▶ **Source document**
....

The Natural Power Behind Energy Performance

What Is It?

This energy blend combines the power of functional mushrooms with natural energy enhancers to keep you running at peak performance – even on your toughest days.

What’s In It?

This potent formula is centered around the Cordyceps mushroom, and Maitake mushrooms, enhanced with a potent mix of all-natural energy boosting ingredients.

Cordyceps – for their natural energy properties and metabolism boosting functionality and help with oxygen intake for better endurance
Maitake – for metabolism support and immune-boosting power
Guarana – for natural energy production
Green tea extract – increase metabolic function
Panax ginseng – reduce fatigue
Turmeric root – helps with inflammation

What Does It Do?

....

▶ **Given information**

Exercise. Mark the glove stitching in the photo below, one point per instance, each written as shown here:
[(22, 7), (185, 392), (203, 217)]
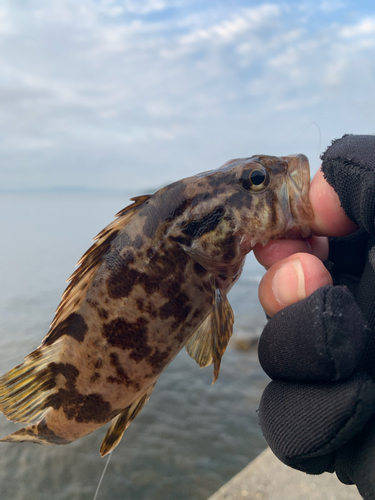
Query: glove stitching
[(330, 446)]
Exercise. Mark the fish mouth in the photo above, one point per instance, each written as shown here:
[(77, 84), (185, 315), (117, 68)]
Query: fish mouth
[(298, 184)]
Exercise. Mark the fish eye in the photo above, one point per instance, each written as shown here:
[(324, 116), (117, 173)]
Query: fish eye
[(256, 179)]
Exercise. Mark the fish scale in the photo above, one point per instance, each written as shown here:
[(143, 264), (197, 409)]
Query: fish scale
[(155, 280)]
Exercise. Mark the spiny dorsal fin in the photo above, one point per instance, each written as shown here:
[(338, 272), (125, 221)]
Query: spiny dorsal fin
[(89, 264), (120, 423), (211, 338)]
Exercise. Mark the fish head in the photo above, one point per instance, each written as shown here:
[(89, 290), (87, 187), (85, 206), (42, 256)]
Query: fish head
[(280, 206), (245, 202)]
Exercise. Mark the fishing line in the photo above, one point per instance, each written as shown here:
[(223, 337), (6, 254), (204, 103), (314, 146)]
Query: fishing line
[(320, 136), (102, 476)]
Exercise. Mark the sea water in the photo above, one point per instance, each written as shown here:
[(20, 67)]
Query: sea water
[(190, 438)]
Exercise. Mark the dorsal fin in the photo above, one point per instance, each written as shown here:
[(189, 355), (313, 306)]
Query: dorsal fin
[(89, 263)]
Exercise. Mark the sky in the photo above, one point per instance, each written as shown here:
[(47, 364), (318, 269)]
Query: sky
[(133, 94)]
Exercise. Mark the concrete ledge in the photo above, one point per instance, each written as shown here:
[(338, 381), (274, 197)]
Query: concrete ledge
[(266, 478)]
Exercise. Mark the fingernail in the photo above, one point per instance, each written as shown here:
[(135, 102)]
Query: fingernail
[(288, 284)]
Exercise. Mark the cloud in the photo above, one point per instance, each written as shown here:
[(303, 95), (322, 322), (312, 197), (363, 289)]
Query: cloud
[(168, 88)]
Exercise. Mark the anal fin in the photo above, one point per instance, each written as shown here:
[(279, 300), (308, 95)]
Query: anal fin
[(120, 423)]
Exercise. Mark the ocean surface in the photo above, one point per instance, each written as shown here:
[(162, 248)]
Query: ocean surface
[(190, 438)]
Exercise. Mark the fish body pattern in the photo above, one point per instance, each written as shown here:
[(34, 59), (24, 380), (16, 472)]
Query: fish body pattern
[(155, 280)]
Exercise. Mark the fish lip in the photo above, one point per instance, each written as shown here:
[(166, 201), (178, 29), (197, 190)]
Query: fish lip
[(298, 185)]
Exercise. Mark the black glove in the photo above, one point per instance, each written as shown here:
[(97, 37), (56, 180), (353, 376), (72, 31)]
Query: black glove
[(318, 412)]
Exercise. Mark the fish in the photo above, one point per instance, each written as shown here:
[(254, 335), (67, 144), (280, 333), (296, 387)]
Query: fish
[(154, 281)]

....

▶ **What to work on**
**A.** Rewrite the energy blend text starting at "This energy blend" and ending at "What’s In It?", changing "functional mushrooms" to "medicinal mushrooms".
**B.** In the energy blend text, which two mushrooms is the formula centered around?

▶ **Results of the exercise**
**A.**
This energy blend combines the power of medicinal mushrooms with natural energy enhancers to keep you running at peak performance – even on your toughest days.

What’s In It?

**B.** Cordyceps and Maitake.